TEXTE FOURNI
+===+

Mediapart, 8 juillet 2020

Mediapart a retrouvé la trace d’une dizaine de militaires et d’anciens militaires qui ne font pas mystère sur les réseaux sociaux de leur adhésion à l’idéologie néonazie. Ce qui ne les empêche pas de continuer leur carrière.

Le 25 juin 2018, Alan V. explique sur Facebook qu’il faudrait coller « une bonne balle dans la nuque » des migrants… Un énième déferlement de haine sur les réseaux sociaux ? Pas seulement. C’est aussi un problème de sécurité nationale. Alan V. est un jeune militaire du 27e bataillon de chasseurs alpins (BCA).

Sur son compte Instagram, le même Alan publie des clichés qui le montrent en uniforme, notamment à Menton dans le cadre de la mission Sentinelle (Mediapart n’a pu déterminer l’objet de la surveillance à laquelle il était assigné, notamment s’il s’agissait d’un lieu de culte).

Le militaire ne fait pas mystère sur les réseaux sociaux de ses opinions politiques comme lorsqu’il expose un gros plan d’un tatouage sur un avant-bras. On peut y lire : « Meine Ehre heißt Treue [Mon honneur s’appelle fidélité – ndlr] ». Soit la devise gravée sur la boucle de ceinture des SS en référence à leur fidélité à Adolf Hitler.

Lorsqu’elle a rendu son rapport le 6 juin 2019, la Commission d’enquête de l’Assemblée nationale sur la lutte contre les groupuscules d’extrême droite en France avait pris soin de placer au premier rang de ses 32 recommandations : « [Le] suivi des membres ou anciens membres des forces armées ou de sécurité intérieure impliqués dans des groupes d’ultra-droite. »

Auditionné par cette même commission, le général Jean-Marc Cesari, le sous-directeur de l’anticipation opérationnelle (SDAO, le service de renseignement de la gendarmerie), s’était voulu rassurant : « À l’évidence, il n’y a pas de place chez nous pour des personnes qui véhiculent des idées antirépublicaines et extrémistes violentes, quelle que soit l’idéologie qui les sous-tend. » À voir.

L’enquête de Mediapart, menée pour l’essentiel en source ouverte (c’est-à-dire en consultant les publications sur les réseaux sociaux accessibles à tous), révèle une dizaine de cas de militaires ou ex-militaires (mais encore en service au moment de certaines de leurs publications) qui affichent leur idéologie néonazie au vu et au su de tous. Sans que cela n’ait entraîné jusqu’ici leur éviction de la grande muette. Les deux seuls militaires ayant quitté l’armée l’ont fait de leur propre chef.

+===+

DONNÉES FOURNIES
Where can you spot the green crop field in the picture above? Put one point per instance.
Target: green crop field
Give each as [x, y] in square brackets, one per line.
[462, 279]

+===+

À COMPLÉTER
- 1) Pour chaque affirmation, dites par oui ou non si elle concorde avec l'article sur les militaires néonazis, et citez les mots de l'article qui tranchent.
(a) Alan V. sert au 27e bataillon de chasseurs alpins.
(b) La commission d'enquête de l'Assemblée nationale a formulé 40 recommandations.
(c) Les deux militaires qui ont quitté l'armée en ont été exclus.
- 2) Rédigez la suite de l'article sur les militaires néonazis, à partir de sa dernière phrase.

RÉPONSES CI-DESSOUS
- 1)
(a) Oui : « Alan V. est un jeune militaire du 27e bataillon de chasseurs alpins (BCA). »
(b) Non : « au premier rang de ses 32 recommandations »
(c) Non : « Les deux seuls militaires ayant quitté l’armée l’ont fait de leur propre chef. »

- 2)
Contacté, le ministère des Armées a répondu (voir la réponse complète dans l’onglet Prolonger) que « parmi les militaires mentionnés dans l’enquête [de Mediapart], certains sont encore en service et les éléments ont été portés à la connaissance de leur chaîne de commandement ».

L’article (L. 4139-15-1) du code de la défense prévoit de procéder à la radiation des cadres ou à la résiliation du contrat d’un militaire lorsqu’une enquête administrative fait apparaître que son comportement « est devenu incompatible avec l’exercice de ses fonctions eu égard à la menace grave qu’il fait peser sur la sécurité publique ».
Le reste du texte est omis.